- _Exercise instructions_
Identify every line in the items below that contains the string "under", treating case as significant, and copy each such line.

[Location labeling records]
[start]

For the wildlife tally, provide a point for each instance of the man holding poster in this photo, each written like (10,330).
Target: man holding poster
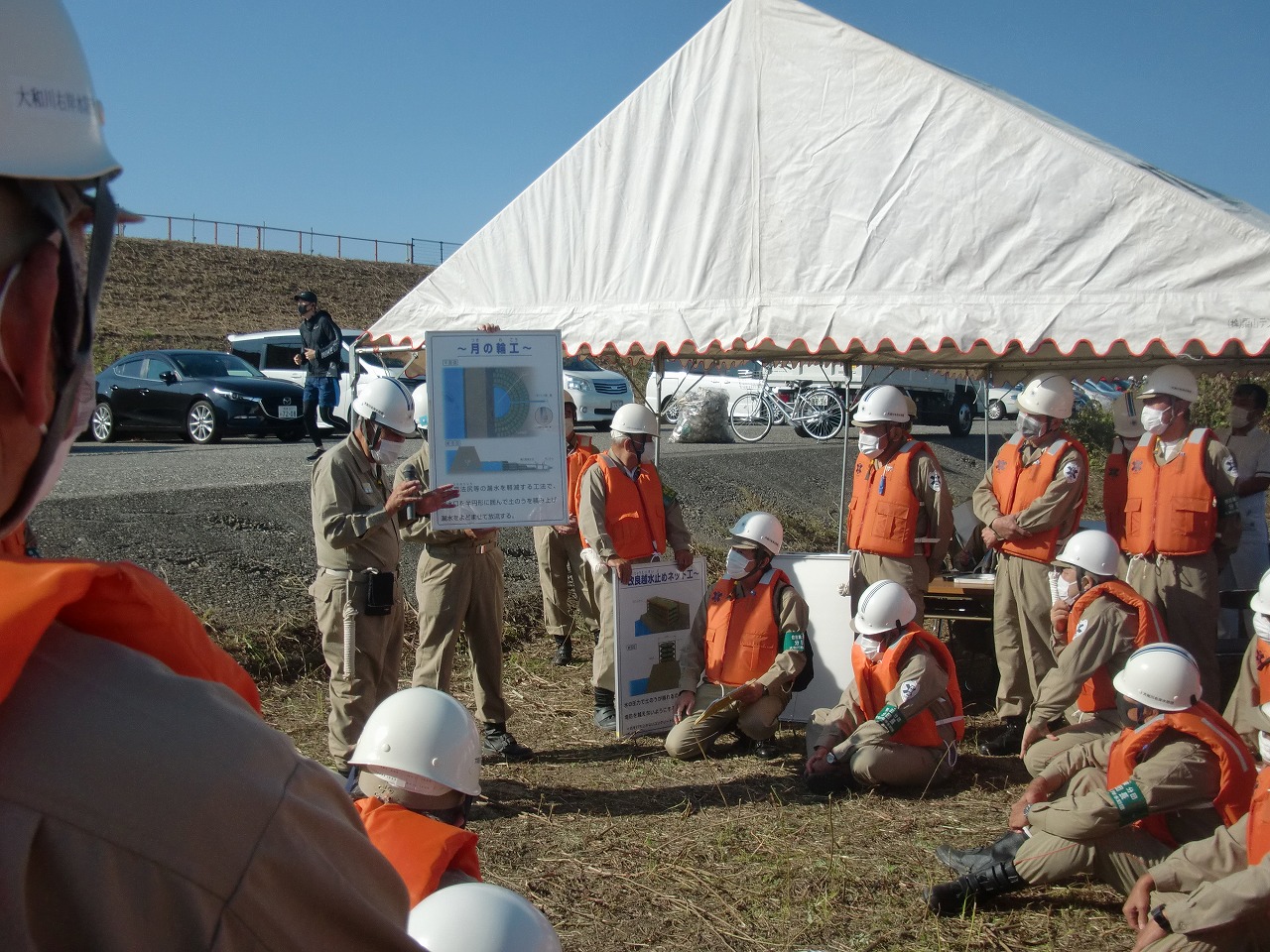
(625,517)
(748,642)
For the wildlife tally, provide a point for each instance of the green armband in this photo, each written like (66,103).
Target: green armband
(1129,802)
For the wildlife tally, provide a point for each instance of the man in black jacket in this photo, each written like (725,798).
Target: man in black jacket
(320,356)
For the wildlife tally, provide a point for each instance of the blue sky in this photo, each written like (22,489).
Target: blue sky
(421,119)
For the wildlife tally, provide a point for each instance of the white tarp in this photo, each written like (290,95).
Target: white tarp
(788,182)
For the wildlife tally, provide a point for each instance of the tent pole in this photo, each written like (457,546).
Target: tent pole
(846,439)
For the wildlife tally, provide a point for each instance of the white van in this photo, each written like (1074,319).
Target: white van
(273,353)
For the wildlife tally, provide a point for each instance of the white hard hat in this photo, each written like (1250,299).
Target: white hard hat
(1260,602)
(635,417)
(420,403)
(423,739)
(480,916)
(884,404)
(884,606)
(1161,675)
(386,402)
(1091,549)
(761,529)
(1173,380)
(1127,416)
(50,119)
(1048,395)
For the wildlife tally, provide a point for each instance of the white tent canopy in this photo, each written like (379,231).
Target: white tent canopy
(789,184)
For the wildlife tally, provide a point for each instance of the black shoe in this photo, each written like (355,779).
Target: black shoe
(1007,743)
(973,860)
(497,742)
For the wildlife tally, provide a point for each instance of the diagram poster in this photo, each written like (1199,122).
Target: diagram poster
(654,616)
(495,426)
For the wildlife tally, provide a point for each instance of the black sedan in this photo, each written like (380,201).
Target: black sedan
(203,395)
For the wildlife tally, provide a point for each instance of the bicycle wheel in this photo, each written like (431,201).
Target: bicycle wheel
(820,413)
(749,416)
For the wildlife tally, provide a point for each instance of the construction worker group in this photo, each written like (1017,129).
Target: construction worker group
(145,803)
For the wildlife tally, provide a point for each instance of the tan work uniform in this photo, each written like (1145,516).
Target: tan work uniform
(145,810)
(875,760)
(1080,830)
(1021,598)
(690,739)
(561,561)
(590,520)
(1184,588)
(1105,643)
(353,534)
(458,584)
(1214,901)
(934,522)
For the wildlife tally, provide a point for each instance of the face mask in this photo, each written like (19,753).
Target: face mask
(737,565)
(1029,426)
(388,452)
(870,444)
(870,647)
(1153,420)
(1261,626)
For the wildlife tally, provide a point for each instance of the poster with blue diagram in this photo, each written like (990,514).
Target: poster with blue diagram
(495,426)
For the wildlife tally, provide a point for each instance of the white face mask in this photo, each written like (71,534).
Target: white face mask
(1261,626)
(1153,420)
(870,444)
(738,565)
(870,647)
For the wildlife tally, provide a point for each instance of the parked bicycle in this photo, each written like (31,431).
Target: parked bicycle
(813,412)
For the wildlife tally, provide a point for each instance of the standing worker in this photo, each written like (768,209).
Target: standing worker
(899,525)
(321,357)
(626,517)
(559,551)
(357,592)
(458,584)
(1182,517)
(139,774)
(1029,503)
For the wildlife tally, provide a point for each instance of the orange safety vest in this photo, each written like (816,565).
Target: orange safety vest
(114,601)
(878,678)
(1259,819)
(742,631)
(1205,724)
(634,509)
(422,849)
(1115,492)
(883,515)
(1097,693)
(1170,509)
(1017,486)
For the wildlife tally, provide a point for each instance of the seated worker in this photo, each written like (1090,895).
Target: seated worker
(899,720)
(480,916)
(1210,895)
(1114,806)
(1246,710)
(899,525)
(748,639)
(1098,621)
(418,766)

[end]
[start]

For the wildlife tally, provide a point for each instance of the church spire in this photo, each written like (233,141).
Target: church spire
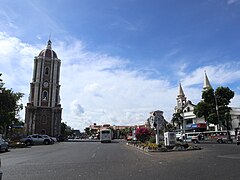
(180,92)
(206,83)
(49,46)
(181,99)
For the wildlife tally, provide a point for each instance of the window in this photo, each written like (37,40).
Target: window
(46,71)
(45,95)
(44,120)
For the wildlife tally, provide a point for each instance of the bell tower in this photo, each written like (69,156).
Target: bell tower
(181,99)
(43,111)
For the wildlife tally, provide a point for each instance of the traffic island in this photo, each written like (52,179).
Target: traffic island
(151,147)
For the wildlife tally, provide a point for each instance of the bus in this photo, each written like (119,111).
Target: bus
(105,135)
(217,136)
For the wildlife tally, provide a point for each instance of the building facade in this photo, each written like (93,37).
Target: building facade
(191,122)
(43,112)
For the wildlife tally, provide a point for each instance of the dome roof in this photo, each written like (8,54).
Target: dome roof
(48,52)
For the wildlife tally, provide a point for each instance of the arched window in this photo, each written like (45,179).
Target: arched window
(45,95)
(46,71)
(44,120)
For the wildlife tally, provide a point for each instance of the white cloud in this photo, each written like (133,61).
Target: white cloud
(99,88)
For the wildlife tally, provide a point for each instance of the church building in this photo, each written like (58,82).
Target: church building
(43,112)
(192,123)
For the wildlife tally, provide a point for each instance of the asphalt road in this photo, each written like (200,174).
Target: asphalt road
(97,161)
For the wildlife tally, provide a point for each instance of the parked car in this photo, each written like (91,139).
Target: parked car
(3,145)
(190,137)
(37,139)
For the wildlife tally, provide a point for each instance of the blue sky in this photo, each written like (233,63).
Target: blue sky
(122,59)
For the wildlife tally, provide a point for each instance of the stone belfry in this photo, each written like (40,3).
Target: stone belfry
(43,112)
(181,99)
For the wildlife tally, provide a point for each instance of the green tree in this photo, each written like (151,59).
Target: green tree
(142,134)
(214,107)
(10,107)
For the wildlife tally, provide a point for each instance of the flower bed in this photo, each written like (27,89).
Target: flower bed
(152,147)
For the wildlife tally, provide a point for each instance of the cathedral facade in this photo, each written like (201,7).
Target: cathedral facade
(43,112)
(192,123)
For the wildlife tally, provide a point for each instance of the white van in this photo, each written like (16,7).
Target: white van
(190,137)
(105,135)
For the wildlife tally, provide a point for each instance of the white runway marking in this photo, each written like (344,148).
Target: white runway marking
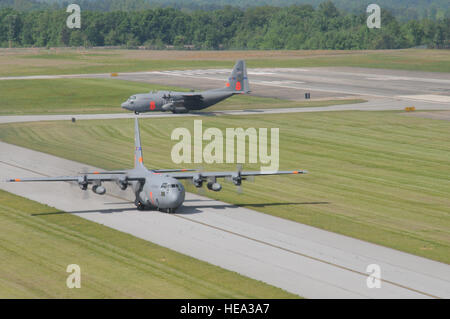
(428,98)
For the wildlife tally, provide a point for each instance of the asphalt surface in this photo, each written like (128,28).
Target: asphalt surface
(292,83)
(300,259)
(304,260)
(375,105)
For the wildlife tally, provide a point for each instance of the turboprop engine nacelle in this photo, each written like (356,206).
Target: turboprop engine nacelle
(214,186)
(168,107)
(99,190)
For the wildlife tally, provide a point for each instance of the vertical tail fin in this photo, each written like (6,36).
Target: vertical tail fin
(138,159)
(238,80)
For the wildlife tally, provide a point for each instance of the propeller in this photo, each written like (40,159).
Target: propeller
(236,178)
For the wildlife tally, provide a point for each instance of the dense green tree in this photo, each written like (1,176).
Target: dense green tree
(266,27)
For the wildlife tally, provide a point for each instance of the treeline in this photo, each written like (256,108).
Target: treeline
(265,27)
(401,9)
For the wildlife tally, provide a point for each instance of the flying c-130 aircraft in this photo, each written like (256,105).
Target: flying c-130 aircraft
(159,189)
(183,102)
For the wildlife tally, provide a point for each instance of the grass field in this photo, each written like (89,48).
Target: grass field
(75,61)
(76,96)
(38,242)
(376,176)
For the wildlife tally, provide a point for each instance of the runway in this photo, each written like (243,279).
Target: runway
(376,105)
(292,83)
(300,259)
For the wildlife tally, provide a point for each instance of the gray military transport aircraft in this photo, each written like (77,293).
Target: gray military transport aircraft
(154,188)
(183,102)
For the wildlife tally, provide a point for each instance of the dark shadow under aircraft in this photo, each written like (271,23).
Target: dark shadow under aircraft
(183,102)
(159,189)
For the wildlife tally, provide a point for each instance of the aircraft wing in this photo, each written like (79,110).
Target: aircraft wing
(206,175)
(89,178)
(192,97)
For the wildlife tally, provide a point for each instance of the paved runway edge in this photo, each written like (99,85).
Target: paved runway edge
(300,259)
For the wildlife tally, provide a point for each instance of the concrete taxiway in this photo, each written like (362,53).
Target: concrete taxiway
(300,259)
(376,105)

[end]

- _Output_
For the wildlife tally, provide a point for each instance of the dark shadow under aircraft in this photo, each written like (271,23).
Target: dark shadow under aircraft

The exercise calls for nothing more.